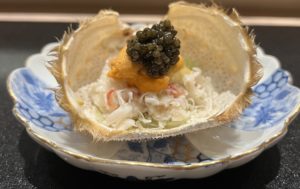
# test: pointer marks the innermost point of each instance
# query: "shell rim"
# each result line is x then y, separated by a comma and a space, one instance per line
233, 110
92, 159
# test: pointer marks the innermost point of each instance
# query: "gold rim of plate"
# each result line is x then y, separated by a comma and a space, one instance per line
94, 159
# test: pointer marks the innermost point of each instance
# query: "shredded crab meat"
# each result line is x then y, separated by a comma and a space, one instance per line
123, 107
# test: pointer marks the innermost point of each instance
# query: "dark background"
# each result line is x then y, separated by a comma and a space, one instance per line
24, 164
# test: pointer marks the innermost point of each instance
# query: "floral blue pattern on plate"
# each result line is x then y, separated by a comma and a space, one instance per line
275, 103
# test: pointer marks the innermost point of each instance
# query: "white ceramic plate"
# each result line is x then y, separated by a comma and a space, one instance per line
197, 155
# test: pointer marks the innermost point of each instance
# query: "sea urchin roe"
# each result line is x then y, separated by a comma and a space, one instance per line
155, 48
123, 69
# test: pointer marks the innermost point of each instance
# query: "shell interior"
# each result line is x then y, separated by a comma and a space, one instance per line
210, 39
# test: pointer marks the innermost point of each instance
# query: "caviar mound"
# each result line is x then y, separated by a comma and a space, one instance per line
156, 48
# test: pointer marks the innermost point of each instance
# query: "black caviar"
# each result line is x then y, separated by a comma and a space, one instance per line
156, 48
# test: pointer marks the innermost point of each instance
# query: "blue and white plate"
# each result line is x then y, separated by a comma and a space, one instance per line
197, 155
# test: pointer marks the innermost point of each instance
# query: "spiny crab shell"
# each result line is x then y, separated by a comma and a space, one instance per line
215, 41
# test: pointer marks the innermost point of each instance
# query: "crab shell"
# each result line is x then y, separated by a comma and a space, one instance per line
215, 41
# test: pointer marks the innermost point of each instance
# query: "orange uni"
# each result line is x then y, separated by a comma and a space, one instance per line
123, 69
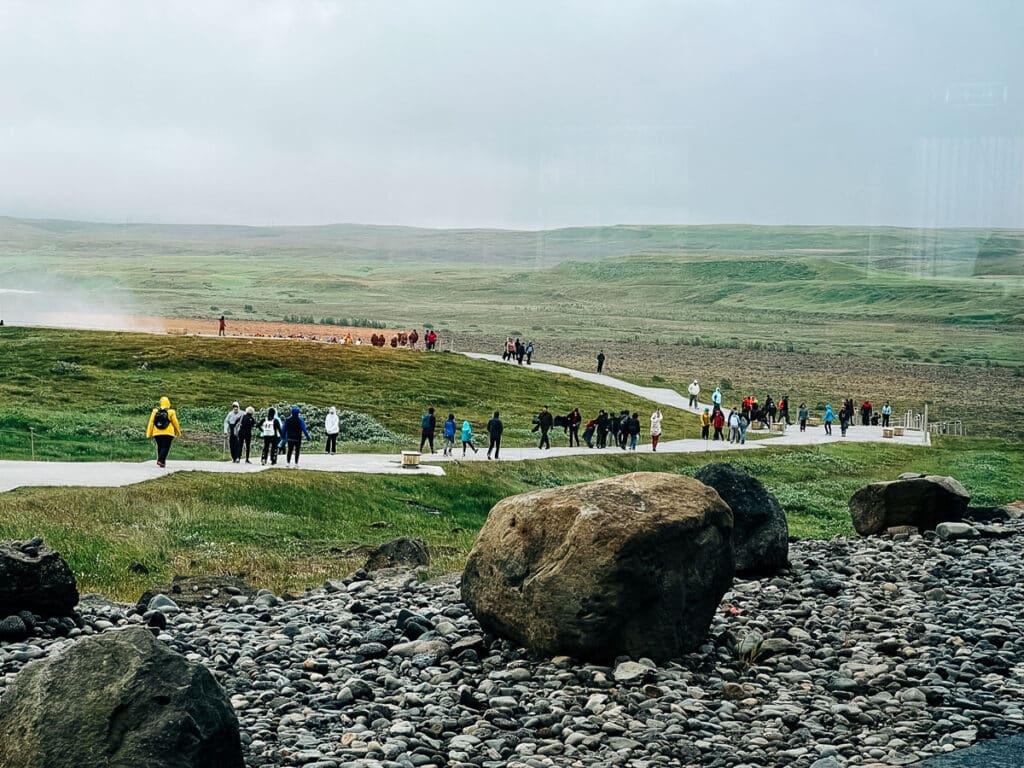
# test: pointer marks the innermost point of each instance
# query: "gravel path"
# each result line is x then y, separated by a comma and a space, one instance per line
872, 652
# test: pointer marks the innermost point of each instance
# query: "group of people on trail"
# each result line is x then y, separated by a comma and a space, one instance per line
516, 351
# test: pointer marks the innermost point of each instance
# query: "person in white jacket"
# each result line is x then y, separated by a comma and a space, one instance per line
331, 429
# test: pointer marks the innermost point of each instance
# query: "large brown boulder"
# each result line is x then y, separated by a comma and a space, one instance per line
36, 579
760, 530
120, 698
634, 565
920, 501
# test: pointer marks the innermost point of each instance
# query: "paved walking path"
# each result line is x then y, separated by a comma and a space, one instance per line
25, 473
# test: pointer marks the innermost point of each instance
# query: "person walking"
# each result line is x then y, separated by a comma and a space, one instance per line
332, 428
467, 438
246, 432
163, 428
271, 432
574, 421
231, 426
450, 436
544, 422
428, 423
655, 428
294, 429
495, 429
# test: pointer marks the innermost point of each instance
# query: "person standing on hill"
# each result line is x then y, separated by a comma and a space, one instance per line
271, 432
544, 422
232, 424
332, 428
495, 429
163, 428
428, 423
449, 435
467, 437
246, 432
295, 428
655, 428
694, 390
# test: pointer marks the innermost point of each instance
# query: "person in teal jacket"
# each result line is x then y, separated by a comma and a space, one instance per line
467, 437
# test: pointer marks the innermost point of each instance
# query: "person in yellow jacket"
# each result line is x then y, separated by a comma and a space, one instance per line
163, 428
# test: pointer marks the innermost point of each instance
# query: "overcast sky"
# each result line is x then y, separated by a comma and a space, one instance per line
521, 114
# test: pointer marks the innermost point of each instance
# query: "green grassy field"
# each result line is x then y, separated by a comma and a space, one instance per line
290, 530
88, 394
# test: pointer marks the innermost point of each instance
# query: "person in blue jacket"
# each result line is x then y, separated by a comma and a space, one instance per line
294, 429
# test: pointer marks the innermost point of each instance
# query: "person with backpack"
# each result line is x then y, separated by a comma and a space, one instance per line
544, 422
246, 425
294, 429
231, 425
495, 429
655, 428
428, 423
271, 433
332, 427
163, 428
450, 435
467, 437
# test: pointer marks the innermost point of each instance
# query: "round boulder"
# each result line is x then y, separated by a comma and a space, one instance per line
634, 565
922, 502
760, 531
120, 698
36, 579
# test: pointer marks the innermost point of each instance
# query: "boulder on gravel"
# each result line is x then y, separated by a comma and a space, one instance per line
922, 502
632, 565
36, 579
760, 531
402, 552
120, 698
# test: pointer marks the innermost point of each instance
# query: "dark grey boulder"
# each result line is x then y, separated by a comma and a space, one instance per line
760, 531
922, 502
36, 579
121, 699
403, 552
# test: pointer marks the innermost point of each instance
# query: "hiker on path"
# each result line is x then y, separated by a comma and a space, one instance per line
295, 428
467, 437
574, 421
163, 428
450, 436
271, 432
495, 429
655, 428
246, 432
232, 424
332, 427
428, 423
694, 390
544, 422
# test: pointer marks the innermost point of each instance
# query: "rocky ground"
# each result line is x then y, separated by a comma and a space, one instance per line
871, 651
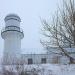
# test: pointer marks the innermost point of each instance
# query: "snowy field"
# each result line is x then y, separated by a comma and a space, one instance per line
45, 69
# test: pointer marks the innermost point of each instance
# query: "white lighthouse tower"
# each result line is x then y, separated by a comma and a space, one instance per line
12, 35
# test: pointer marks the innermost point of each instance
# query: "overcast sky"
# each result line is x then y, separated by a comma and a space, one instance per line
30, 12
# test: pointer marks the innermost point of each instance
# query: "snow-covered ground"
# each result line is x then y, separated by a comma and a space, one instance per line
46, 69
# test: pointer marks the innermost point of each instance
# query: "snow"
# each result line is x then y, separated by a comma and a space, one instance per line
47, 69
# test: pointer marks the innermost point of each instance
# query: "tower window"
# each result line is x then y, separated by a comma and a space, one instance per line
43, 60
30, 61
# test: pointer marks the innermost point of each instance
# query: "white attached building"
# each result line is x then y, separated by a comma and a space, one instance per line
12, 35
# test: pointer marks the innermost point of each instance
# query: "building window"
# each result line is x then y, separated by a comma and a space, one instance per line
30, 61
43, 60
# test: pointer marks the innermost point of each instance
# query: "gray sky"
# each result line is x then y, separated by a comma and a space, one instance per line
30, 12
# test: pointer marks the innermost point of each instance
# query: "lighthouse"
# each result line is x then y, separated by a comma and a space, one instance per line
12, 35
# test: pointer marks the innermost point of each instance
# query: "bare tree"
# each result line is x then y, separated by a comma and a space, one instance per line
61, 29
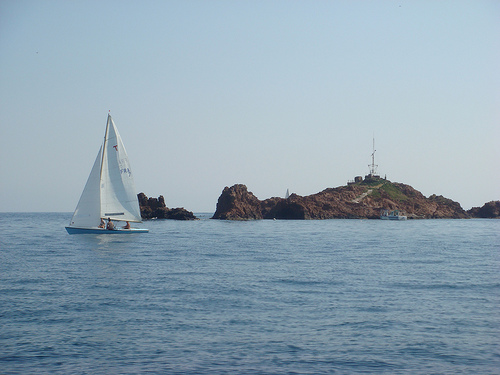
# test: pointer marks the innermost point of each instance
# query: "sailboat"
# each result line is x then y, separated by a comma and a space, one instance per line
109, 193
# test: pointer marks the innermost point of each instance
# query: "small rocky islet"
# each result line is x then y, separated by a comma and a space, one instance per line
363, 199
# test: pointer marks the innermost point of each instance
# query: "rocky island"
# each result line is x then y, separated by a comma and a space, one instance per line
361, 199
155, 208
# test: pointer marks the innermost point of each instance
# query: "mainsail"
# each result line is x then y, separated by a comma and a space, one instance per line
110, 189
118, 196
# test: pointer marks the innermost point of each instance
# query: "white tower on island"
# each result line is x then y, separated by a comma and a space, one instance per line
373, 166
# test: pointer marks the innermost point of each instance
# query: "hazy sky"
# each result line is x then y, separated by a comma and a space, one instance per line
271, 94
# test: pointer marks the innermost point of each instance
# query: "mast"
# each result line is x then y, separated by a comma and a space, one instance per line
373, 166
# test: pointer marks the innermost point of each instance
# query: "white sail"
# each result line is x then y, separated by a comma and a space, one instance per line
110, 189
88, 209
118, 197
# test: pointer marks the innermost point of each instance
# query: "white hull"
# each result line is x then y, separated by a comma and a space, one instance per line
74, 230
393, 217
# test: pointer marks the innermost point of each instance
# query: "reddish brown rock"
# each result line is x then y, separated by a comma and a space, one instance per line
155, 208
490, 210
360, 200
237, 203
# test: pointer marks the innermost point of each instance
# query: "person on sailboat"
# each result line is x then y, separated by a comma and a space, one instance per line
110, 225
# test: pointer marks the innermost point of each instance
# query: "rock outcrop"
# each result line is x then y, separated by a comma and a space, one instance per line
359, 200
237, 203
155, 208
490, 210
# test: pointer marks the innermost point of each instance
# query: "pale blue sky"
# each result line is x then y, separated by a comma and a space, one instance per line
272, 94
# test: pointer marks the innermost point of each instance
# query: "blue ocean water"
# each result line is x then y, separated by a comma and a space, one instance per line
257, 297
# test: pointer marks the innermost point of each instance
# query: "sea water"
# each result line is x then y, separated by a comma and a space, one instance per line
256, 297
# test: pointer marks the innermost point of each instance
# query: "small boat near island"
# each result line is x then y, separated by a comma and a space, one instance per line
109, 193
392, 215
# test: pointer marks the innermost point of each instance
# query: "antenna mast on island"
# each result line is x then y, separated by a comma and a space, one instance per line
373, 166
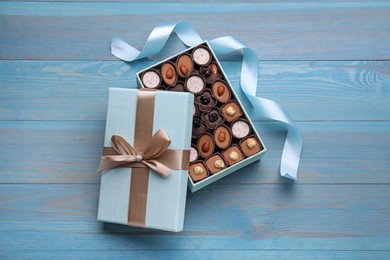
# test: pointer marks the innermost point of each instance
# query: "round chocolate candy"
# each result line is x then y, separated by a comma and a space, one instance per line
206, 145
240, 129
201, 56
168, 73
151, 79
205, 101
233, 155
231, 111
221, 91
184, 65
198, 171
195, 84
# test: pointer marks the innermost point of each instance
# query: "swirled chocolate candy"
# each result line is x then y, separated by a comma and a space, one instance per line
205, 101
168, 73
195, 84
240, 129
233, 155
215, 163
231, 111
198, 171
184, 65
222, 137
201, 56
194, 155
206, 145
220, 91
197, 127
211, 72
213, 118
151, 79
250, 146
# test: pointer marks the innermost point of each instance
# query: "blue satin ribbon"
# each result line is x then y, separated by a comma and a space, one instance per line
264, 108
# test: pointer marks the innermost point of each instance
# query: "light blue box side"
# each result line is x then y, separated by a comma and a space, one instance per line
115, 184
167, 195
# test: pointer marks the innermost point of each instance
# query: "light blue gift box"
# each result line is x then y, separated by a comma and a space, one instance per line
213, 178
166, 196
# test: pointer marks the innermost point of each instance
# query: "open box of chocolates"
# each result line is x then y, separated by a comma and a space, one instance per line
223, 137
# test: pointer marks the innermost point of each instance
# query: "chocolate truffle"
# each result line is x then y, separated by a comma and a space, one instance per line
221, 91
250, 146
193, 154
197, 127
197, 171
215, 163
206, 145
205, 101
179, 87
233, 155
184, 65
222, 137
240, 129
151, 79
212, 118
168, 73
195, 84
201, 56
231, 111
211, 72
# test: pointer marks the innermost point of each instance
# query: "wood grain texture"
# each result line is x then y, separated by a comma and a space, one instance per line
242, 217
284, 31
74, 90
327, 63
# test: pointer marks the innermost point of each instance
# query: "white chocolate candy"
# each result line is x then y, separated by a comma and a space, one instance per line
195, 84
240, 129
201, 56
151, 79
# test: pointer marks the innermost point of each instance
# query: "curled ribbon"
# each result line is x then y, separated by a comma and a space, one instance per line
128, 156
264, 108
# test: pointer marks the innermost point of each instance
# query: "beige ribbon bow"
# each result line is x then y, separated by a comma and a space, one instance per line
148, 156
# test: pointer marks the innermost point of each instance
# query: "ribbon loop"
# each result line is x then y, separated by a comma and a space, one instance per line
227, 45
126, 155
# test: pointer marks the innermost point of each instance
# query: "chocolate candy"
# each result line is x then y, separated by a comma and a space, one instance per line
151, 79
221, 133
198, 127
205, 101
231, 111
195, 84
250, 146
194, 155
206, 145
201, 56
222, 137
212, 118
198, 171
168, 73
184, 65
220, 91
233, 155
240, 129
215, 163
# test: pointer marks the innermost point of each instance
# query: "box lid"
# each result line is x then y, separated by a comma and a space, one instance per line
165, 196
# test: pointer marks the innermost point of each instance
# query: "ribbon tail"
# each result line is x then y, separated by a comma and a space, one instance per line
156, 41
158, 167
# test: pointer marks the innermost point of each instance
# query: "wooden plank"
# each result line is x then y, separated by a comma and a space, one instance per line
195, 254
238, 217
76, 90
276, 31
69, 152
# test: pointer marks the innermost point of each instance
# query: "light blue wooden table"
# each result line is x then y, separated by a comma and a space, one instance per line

- _ACTION ITEM_
Scan the records for the string "path" and show every line that contains it.

- _ANSWER AREA_
# query: "gravel path"
# query: "paved walking path"
# query: "hiker on path"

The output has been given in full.